STATED TASK » How many lines in the data below contain the word "front"? Give only the number.

SUPPLIED RECORDS »
★ ★ ★ ★ ★
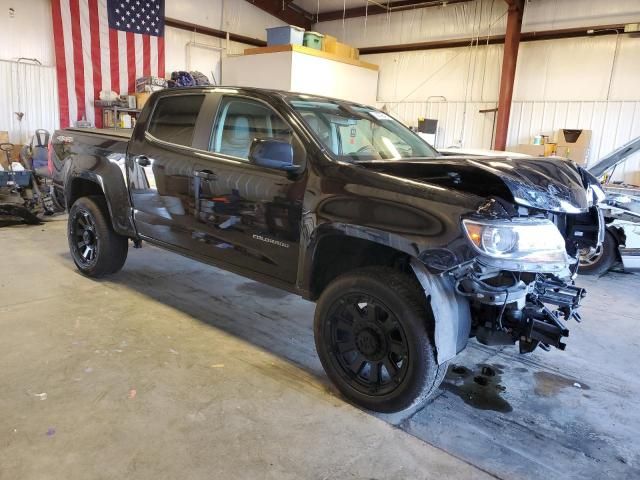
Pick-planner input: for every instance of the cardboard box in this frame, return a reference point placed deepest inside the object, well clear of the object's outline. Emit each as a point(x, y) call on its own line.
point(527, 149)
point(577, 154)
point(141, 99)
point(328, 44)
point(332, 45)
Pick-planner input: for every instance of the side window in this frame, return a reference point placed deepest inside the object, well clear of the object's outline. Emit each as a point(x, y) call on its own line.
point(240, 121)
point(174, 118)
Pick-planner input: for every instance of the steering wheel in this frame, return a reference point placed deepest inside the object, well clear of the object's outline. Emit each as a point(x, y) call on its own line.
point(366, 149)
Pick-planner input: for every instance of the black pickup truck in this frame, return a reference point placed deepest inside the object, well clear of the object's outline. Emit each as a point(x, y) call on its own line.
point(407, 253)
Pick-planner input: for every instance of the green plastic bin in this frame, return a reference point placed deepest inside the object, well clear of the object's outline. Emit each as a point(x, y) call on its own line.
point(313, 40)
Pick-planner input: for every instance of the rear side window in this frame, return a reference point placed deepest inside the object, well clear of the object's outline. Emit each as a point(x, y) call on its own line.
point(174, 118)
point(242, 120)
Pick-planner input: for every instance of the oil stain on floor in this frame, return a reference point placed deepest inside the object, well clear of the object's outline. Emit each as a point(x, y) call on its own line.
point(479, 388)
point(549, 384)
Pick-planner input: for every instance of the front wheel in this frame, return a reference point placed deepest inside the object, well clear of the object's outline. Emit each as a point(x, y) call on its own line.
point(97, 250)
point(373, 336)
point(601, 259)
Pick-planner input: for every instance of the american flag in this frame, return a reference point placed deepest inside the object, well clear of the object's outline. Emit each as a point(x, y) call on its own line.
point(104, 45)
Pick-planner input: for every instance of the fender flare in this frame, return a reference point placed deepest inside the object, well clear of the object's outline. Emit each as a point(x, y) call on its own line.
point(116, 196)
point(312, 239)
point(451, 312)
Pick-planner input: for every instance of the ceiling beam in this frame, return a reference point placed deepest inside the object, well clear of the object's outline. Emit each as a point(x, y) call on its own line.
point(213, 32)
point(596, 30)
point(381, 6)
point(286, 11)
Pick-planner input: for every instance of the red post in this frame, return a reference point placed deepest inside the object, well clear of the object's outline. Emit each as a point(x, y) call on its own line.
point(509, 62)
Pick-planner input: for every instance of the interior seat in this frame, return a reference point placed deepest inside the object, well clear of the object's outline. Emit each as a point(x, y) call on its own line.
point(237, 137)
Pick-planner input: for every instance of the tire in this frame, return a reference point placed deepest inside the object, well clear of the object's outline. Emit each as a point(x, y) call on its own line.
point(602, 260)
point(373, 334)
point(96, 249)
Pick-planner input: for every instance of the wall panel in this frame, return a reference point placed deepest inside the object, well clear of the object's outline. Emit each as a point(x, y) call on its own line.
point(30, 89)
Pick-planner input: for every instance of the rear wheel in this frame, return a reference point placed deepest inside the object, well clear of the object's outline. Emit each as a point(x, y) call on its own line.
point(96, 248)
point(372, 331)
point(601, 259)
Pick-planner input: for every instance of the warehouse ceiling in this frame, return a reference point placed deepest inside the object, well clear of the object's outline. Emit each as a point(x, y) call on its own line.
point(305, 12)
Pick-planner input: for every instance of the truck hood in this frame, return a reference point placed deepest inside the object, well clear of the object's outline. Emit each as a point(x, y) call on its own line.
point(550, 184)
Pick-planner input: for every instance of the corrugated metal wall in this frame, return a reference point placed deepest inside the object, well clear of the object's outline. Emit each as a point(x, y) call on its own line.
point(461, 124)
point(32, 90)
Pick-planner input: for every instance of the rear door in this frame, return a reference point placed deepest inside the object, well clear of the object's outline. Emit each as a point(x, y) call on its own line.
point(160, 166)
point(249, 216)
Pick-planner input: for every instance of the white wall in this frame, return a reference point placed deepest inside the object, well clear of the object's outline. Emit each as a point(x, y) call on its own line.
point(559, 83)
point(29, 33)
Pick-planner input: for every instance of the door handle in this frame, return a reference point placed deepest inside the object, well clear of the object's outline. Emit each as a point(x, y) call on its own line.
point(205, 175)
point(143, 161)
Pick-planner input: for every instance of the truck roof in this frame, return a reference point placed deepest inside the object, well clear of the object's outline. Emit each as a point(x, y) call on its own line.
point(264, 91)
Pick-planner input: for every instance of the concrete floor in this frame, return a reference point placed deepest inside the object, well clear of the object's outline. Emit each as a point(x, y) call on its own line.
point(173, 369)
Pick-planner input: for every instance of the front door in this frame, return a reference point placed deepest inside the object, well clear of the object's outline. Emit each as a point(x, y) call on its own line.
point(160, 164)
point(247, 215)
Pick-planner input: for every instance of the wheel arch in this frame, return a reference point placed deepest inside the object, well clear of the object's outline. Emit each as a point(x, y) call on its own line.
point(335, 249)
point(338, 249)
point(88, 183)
★ ★ ★ ★ ★
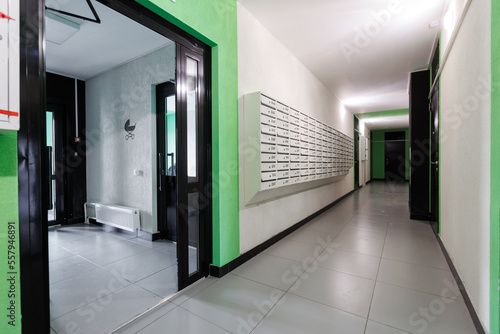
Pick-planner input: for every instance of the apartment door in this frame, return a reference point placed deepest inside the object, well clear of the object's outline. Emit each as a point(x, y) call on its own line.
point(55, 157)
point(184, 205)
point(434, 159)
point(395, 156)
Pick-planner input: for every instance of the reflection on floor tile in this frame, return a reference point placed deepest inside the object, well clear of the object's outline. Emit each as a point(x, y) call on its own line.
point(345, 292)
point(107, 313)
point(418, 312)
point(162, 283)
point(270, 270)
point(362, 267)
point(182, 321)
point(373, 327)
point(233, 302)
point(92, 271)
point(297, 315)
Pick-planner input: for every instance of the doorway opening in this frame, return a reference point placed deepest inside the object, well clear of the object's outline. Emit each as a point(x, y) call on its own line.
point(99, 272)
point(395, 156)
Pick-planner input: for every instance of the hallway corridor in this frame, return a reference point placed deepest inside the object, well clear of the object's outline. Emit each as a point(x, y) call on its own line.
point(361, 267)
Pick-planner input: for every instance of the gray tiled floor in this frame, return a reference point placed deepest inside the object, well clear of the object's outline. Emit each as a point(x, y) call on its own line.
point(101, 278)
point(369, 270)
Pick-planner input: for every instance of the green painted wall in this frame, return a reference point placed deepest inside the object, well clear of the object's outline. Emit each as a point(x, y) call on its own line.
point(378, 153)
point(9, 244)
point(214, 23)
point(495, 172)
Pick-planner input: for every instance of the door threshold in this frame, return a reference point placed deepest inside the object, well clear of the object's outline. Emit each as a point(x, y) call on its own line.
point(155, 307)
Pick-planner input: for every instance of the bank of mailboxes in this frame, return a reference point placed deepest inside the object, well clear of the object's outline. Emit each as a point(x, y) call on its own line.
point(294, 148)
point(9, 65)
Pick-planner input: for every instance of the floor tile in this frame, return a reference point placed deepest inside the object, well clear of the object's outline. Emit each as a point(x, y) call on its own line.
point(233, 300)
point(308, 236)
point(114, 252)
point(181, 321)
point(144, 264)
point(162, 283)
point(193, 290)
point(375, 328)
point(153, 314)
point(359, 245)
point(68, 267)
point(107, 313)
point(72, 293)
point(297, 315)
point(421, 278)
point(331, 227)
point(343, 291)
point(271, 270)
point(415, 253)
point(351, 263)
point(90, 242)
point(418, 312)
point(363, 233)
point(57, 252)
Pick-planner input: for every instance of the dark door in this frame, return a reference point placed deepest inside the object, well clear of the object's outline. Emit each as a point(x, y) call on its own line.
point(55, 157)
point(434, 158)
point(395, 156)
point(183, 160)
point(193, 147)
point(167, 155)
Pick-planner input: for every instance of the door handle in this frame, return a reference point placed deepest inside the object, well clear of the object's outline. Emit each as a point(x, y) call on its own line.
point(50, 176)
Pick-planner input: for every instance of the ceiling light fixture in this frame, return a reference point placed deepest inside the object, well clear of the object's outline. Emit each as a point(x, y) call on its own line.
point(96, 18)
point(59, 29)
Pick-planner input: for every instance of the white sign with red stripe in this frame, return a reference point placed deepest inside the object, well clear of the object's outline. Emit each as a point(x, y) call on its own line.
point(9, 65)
★ ★ ★ ★ ★
REPLY TO THE TASK » 2